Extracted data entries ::
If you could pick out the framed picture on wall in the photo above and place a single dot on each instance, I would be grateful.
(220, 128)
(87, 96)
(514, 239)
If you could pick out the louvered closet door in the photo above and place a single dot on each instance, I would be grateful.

TASK DIRECTIONS ::
Pull out each of the records above and write it again word for word, keeping the original line breaks.

SOLUTION ::
If you could pick out the framed picture on wall in the photo above and place a single dot on each instance, I would be grateful.
(220, 128)
(87, 96)
(514, 239)
If you could pick out the louvered closet door in the photo above and place a single dot on each instance, I would be grateful.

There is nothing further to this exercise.